§ **What you are asked to do**
Leaving nothing out, print each line of the material exactly.

§ **Information provided**
........

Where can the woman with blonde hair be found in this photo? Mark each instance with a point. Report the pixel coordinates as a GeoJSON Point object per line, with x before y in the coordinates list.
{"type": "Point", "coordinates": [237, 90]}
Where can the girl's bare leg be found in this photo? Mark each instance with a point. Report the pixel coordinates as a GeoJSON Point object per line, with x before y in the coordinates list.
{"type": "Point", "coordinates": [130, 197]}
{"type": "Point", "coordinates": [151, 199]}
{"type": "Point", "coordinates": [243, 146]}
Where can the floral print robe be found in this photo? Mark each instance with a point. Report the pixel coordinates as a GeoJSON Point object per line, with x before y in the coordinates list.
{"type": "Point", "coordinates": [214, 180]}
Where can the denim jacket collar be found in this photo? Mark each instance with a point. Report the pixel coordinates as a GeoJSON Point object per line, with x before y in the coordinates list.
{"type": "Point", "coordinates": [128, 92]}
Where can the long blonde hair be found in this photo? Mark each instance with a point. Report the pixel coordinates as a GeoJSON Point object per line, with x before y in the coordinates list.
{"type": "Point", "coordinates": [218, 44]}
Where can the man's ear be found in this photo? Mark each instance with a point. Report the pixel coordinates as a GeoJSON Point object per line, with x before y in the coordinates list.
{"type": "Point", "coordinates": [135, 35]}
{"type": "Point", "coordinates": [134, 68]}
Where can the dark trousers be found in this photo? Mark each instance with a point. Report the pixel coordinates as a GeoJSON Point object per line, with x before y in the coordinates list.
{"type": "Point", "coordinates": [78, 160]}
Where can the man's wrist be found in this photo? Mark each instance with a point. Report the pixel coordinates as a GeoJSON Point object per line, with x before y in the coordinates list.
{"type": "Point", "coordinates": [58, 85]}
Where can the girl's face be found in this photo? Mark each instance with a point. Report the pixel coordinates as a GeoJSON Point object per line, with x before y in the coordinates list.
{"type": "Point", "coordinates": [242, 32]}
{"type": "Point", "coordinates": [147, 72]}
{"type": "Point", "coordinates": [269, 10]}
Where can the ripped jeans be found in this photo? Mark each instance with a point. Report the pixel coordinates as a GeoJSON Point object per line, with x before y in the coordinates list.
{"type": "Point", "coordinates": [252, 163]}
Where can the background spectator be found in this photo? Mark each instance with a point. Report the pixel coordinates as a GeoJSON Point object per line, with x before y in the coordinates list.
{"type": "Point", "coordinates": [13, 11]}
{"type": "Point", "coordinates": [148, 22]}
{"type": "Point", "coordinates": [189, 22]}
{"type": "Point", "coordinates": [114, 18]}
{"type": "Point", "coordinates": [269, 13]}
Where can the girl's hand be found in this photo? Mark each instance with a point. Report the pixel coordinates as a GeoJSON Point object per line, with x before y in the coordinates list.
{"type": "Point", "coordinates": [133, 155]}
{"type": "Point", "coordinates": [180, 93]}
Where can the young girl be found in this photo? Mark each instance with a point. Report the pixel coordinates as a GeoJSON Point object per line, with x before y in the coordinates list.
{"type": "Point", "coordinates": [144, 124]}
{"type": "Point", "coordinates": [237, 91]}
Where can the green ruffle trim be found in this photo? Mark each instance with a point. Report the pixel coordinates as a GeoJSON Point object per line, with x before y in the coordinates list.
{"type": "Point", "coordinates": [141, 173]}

........

§ **Result of this task**
Where can the woman with blonde hair be found in this photo? Mark each instance with a point. Report the pixel coordinates as a GeoJSON Point object per line, with x before y in the coordinates list.
{"type": "Point", "coordinates": [237, 90]}
Where can the girl's bare leg be found in this photo? Mark each instance with a point. Report the pixel coordinates as a GeoJSON Point object per line, with x before y in the coordinates list.
{"type": "Point", "coordinates": [130, 197]}
{"type": "Point", "coordinates": [151, 199]}
{"type": "Point", "coordinates": [243, 146]}
Where can the floral print robe be found in this photo? Mark each instance with a point. Report the pixel coordinates as a GeoJSON Point object per line, with x before y in the coordinates list.
{"type": "Point", "coordinates": [214, 180]}
Where can the denim jacket collar be found in this photo? Mark each instance with a point. Report the pixel coordinates as a GeoJSON Point object per line, with x before y in the coordinates list.
{"type": "Point", "coordinates": [128, 92]}
Where can the long blonde hair be found in this photo? Mark each instance with a point. Report the pixel coordinates as a GeoJSON Point object per line, with x before y in the coordinates list.
{"type": "Point", "coordinates": [218, 44]}
Where can the man's ear be found in this photo? Mark each instance with a point. Report the pixel coordinates as a GeoJSON Point object per line, with x before y in the coordinates list.
{"type": "Point", "coordinates": [135, 35]}
{"type": "Point", "coordinates": [134, 68]}
Where can the dark trousers be found in this photo? Mark each instance with a point. Report the pixel coordinates as a GeoJSON Point object per line, with x before y in the coordinates list.
{"type": "Point", "coordinates": [78, 160]}
Where can the man's wrist be found in this photo? Mark each instance with a point. Report the pixel coordinates as a GeoJSON Point object per line, with x before y in the coordinates list.
{"type": "Point", "coordinates": [58, 85]}
Where can the girl's face be found in this photo? Mark each instance with a point. Report the pixel coordinates as a GeoJSON Point object per line, with x before y in the coordinates list.
{"type": "Point", "coordinates": [242, 32]}
{"type": "Point", "coordinates": [147, 72]}
{"type": "Point", "coordinates": [269, 10]}
Where can the ripped jeans be found in this photo? Mark each instance with a point. Report the pixel coordinates as a GeoJSON Point object per line, with x before y in the coordinates list.
{"type": "Point", "coordinates": [252, 163]}
Where can the background spectator be found in this photo? Mark each instance with a point. Report the pixel coordinates as a GeoJSON Point object per line, with x before y in the coordinates list.
{"type": "Point", "coordinates": [13, 11]}
{"type": "Point", "coordinates": [148, 22]}
{"type": "Point", "coordinates": [189, 22]}
{"type": "Point", "coordinates": [114, 18]}
{"type": "Point", "coordinates": [269, 13]}
Where can the girl's hand be found in this photo? Mark each instance with a point. Report the pixel coordinates as a GeoJSON Point object per line, with x before y in the coordinates list.
{"type": "Point", "coordinates": [133, 155]}
{"type": "Point", "coordinates": [180, 93]}
Where can the young girl be found in this photo? Mark each instance with a point. Report the pixel coordinates as a GeoJSON Point object per line, with x before y in the coordinates list.
{"type": "Point", "coordinates": [144, 124]}
{"type": "Point", "coordinates": [237, 91]}
Where can the green ruffle trim be found in this photo? Mark each instance with a point. Report the pixel coordinates as a GeoJSON Point object per line, with x before y in the coordinates list.
{"type": "Point", "coordinates": [141, 173]}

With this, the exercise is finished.